● Data to process:
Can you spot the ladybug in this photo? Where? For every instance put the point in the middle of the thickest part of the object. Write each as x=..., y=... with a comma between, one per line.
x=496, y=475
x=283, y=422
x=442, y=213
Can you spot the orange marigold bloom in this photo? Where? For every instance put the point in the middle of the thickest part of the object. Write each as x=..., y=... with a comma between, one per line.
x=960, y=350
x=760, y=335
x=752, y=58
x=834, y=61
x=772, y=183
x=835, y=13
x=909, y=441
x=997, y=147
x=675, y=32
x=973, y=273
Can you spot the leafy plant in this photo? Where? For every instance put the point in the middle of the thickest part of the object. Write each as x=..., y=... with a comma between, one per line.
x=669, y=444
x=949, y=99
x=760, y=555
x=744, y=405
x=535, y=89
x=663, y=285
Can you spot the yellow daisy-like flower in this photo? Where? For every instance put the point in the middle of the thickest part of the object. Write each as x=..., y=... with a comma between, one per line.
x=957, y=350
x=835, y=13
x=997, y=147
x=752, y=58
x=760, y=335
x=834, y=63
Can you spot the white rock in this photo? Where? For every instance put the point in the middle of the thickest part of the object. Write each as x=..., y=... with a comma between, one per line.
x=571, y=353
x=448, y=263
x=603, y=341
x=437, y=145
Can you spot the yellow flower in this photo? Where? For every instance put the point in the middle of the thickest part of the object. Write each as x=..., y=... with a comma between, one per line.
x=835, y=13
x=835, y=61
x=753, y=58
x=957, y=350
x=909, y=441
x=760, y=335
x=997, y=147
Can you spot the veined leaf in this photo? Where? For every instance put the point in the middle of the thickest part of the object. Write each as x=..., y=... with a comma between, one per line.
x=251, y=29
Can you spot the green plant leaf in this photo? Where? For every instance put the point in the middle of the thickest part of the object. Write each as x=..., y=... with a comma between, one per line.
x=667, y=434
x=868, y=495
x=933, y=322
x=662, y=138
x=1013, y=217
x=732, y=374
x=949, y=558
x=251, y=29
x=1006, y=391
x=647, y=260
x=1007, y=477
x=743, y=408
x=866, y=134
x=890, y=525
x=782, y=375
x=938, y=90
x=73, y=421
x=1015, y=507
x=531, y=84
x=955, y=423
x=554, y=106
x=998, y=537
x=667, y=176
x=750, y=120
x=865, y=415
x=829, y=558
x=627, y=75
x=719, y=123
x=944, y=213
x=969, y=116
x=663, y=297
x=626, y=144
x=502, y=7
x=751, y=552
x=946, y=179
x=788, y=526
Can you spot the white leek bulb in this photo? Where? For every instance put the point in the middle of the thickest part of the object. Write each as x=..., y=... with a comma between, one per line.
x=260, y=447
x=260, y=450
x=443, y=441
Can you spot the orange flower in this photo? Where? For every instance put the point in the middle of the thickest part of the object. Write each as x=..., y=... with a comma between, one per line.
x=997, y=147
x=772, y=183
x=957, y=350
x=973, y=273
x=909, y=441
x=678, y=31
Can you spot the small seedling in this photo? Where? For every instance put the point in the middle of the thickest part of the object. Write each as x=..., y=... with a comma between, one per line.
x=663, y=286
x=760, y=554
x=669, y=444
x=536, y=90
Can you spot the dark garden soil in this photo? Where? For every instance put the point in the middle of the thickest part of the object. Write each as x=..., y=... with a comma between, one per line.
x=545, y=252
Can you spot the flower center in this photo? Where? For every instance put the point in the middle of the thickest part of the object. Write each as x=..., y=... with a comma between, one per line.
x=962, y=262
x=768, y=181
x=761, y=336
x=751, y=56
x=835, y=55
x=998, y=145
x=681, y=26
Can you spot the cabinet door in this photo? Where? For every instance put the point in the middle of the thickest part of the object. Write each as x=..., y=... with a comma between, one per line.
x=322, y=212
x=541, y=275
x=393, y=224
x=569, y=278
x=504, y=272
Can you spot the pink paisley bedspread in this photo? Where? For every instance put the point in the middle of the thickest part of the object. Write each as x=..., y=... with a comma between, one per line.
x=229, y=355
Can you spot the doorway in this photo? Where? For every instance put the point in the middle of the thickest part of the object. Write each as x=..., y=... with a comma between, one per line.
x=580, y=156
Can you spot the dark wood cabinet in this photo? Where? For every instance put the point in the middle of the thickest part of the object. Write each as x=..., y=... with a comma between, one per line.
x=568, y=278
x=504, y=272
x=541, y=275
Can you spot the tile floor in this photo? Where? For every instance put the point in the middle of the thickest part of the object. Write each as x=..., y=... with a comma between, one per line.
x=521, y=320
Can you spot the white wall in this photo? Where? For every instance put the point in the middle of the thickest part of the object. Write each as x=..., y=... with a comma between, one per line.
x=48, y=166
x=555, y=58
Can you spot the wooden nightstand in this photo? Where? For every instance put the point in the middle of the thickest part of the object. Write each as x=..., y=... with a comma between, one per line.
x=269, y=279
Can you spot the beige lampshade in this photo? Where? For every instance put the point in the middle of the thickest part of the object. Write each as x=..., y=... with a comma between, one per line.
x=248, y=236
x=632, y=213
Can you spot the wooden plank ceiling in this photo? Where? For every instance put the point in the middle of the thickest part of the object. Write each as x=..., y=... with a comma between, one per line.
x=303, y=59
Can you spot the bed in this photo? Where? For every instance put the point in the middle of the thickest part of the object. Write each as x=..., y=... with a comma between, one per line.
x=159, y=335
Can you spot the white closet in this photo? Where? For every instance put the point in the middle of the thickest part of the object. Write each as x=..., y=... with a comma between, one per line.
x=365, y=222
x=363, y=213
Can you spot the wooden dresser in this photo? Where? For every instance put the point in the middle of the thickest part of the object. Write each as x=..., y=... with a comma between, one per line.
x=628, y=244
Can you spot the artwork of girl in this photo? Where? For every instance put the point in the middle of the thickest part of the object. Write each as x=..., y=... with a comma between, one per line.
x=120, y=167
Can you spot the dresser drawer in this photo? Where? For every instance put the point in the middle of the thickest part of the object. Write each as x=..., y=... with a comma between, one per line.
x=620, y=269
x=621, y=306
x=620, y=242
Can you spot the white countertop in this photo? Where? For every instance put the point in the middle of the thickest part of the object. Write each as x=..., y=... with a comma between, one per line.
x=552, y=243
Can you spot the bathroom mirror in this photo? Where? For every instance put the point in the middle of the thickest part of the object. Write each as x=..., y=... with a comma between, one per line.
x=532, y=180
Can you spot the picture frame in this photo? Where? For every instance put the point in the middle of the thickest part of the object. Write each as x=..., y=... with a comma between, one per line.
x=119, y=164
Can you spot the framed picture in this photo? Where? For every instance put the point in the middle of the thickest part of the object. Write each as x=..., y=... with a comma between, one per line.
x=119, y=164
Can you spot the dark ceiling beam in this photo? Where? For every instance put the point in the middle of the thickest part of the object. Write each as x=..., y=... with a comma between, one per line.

● Instructions to follow:
Can you lay out all the records above as a Markdown table with the columns Row and Record, giving each line its own numbered row and leaving out blank lines?

● Written answer:
| Row | Record |
|---|---|
| 1 | Can you spot the ladybug in this photo? Where? For every instance put the point in the middle of the thickest part of the object. Write each as x=..., y=... with a comma between, one per line. |
| 2 | x=496, y=475 |
| 3 | x=283, y=422 |
| 4 | x=442, y=213 |
| 5 | Can you spot the orange marigold bloom in this photo? Where? For every instance put the point in the middle of the thickest part of the object. Write each as x=..., y=... with a comma between, one per line. |
| 6 | x=960, y=350 |
| 7 | x=760, y=335 |
| 8 | x=752, y=58 |
| 9 | x=834, y=61 |
| 10 | x=772, y=183 |
| 11 | x=835, y=13 |
| 12 | x=909, y=441 |
| 13 | x=997, y=147 |
| 14 | x=675, y=32 |
| 15 | x=973, y=273 |
| 16 | Can you spot the leafy plant in this photo? Where? For every instance put the point in the middle of the thickest part of the object. Write each as x=..., y=... with a comma between, one per line. |
| 17 | x=669, y=444 |
| 18 | x=949, y=99 |
| 19 | x=760, y=555 |
| 20 | x=744, y=405 |
| 21 | x=535, y=89 |
| 22 | x=663, y=285 |
| 23 | Can you spot the yellow daisy-like flower in this photo? Where? For every instance put the point in the middle of the thickest part of the object. Write each as x=..., y=... with a comma between, one per line. |
| 24 | x=957, y=350 |
| 25 | x=835, y=13 |
| 26 | x=997, y=147 |
| 27 | x=752, y=58 |
| 28 | x=760, y=335 |
| 29 | x=834, y=63 |
| 30 | Can you spot the white rock in this photo? Where? For every instance put the point in the middle of the thickest part of the object. Write each as x=..., y=... with a comma between, one per line. |
| 31 | x=571, y=353 |
| 32 | x=448, y=263 |
| 33 | x=603, y=341 |
| 34 | x=437, y=145 |
| 35 | Can you spot the yellow flower in this photo? Where? For every instance put the point in the middle of the thickest part of the object. Write each as x=..., y=... with a comma between, one per line. |
| 36 | x=835, y=13 |
| 37 | x=835, y=61 |
| 38 | x=753, y=58 |
| 39 | x=957, y=350 |
| 40 | x=909, y=441 |
| 41 | x=760, y=335 |
| 42 | x=997, y=147 |
| 43 | Can you spot the veined leaf in this photo? Where? For every instance put the point in the middle of the thickest part of the object. Write each as x=..., y=... with a comma between, one per line. |
| 44 | x=251, y=29 |
| 45 | Can you spot the green plant leaf in this photo? Where? For every instance put the point in the middle of the thickest part of the object. Write each as x=..., y=... with a comma between, one per line. |
| 46 | x=667, y=434 |
| 47 | x=868, y=495 |
| 48 | x=933, y=322 |
| 49 | x=662, y=138 |
| 50 | x=1013, y=217 |
| 51 | x=732, y=374 |
| 52 | x=949, y=558 |
| 53 | x=251, y=29 |
| 54 | x=1006, y=391 |
| 55 | x=647, y=260 |
| 56 | x=1007, y=477 |
| 57 | x=743, y=408 |
| 58 | x=866, y=134 |
| 59 | x=890, y=525 |
| 60 | x=782, y=375 |
| 61 | x=938, y=90 |
| 62 | x=73, y=421 |
| 63 | x=1015, y=507 |
| 64 | x=531, y=84 |
| 65 | x=955, y=423 |
| 66 | x=554, y=106 |
| 67 | x=998, y=537 |
| 68 | x=667, y=176 |
| 69 | x=750, y=120 |
| 70 | x=865, y=415 |
| 71 | x=829, y=558 |
| 72 | x=627, y=75 |
| 73 | x=719, y=123 |
| 74 | x=944, y=213 |
| 75 | x=969, y=116 |
| 76 | x=663, y=297 |
| 77 | x=626, y=144 |
| 78 | x=502, y=7 |
| 79 | x=751, y=552 |
| 80 | x=946, y=179 |
| 81 | x=788, y=526 |
| 82 | Can you spot the white leek bulb in this photo? Where? For every instance put the point in the middle of the thickest part of the object. Write each as x=..., y=... with a comma between, one per line. |
| 83 | x=260, y=447 |
| 84 | x=260, y=450 |
| 85 | x=443, y=441 |
| 86 | Can you spot the orange flower in this photo? Where? For every instance put the point in the middle of the thickest part of the object. Write each as x=..., y=... with a comma between, one per line. |
| 87 | x=997, y=147 |
| 88 | x=772, y=183 |
| 89 | x=957, y=350 |
| 90 | x=973, y=273 |
| 91 | x=909, y=441 |
| 92 | x=678, y=31 |
| 93 | Can you spot the small seedling in this photo? Where? For every instance put the point in the middle of the thickest part of the object. Write each as x=..., y=... with a comma between, one per line. |
| 94 | x=663, y=286 |
| 95 | x=760, y=554 |
| 96 | x=669, y=444 |
| 97 | x=536, y=90 |
| 98 | Can you spot the dark garden soil in this photo? Where? For every instance put the point in the middle of the thickest part of the object. Write each as x=..., y=... with a comma between, one per line. |
| 99 | x=545, y=252 |
| 100 | Can you spot the flower center in this photo? Where? For every instance put the point in the middle of the thickest part of the object. Write each as x=..., y=... with a comma between, one per line. |
| 101 | x=962, y=262 |
| 102 | x=768, y=181 |
| 103 | x=761, y=336 |
| 104 | x=751, y=56 |
| 105 | x=835, y=55 |
| 106 | x=998, y=145 |
| 107 | x=681, y=26 |
| 108 | Can you spot the cabinet door in this photo? Where? For every instance put the point in the middle of the thickest part of the object. Write each as x=..., y=... with a comma between, one per line. |
| 109 | x=322, y=212 |
| 110 | x=541, y=275 |
| 111 | x=393, y=224 |
| 112 | x=569, y=278 |
| 113 | x=504, y=272 |
| 114 | Can you spot the pink paisley bedspread in this photo? Where? For every instance put the point in the middle of the thickest part of the object. Write each as x=..., y=... with a comma between, one per line. |
| 115 | x=229, y=355 |
| 116 | Can you spot the doorway in this photo? Where? For every instance put the point in the middle of the thickest part of the object. Write each as x=..., y=... with a comma between, one per line. |
| 117 | x=580, y=156 |
| 118 | Can you spot the dark wood cabinet in this photo? Where? For every instance put the point in the middle of the thickest part of the object. Write each as x=..., y=... with a comma between, one per line. |
| 119 | x=568, y=278 |
| 120 | x=504, y=272 |
| 121 | x=541, y=275 |
| 122 | Can you spot the tile floor in this photo? Where? For every instance put the point in the middle of the thickest part of the object. Write each as x=..., y=... with a comma between, one per line. |
| 123 | x=521, y=320 |
| 124 | Can you spot the white wall in this photo? Where? For every instance put the point in the middle of the thickest part of the object. Write each as x=..., y=... with a comma between, one per line. |
| 125 | x=48, y=166 |
| 126 | x=555, y=58 |
| 127 | Can you spot the wooden nightstand in this photo? Where? For every instance put the point in the middle of the thickest part of the object. Write each as x=..., y=... with a comma between, one per line. |
| 128 | x=269, y=279 |
| 129 | Can you spot the beige lampshade in this photo? Where? For every instance put the point in the middle of the thickest part of the object. Write each as x=..., y=... with a comma between, one per line. |
| 130 | x=248, y=236 |
| 131 | x=632, y=213 |
| 132 | Can you spot the wooden plank ceiling in this photo? Where? For every instance put the point in the middle of the thickest part of the object. Write each as x=..., y=... with a comma between, one per line. |
| 133 | x=303, y=59 |
| 134 | Can you spot the bed in this photo? Where? For every instance put the point in the middle of the thickest part of the object. Write each as x=..., y=... with a comma between, one per line. |
| 135 | x=159, y=335 |
| 136 | Can you spot the white closet in this photo? Where? For every instance put the point in the middle of the thickest part of the object. Write each as x=..., y=... with a comma between, one per line. |
| 137 | x=365, y=222 |
| 138 | x=363, y=213 |
| 139 | Can you spot the wooden dresser in this photo? Where? For every instance put the point in the middle of the thickest part of the object. Write each as x=..., y=... with a comma between, one per line. |
| 140 | x=628, y=244 |
| 141 | Can you spot the artwork of girl in this photo? Where? For every instance put the point in the middle of the thickest part of the object. Write each as x=..., y=... with a comma between, one per line. |
| 142 | x=120, y=167 |
| 143 | Can you spot the dresser drawer in this photo? Where? For every instance put the point in the middle of the thickest part of the object. Write each as x=..., y=... with a comma between, one per line. |
| 144 | x=620, y=269 |
| 145 | x=621, y=306 |
| 146 | x=620, y=242 |
| 147 | Can you spot the white countertop in this photo? Where? For every instance put the point in the middle of the thickest part of the object. Write each as x=..., y=... with a comma between, one per line. |
| 148 | x=552, y=243 |
| 149 | Can you spot the bathroom mirror in this photo? Where? For every instance put the point in the middle of the thickest part of the object. Write each as x=..., y=... with a comma between, one per line. |
| 150 | x=532, y=180 |
| 151 | Can you spot the picture frame in this photo? Where? For every instance put the point in the middle of the thickest part of the object. Write each as x=..., y=... with a comma between, one per line. |
| 152 | x=119, y=164 |
| 153 | Can you spot the framed picture in this photo? Where? For every instance put the point in the middle of the thickest part of the object. Write each as x=..., y=... with a comma between, one per line. |
| 154 | x=119, y=164 |
| 155 | Can you spot the dark ceiling beam in this photo? Where? For every instance put the point in the middle of the thickest part of the object. Write each as x=..., y=... with a comma between, one per line. |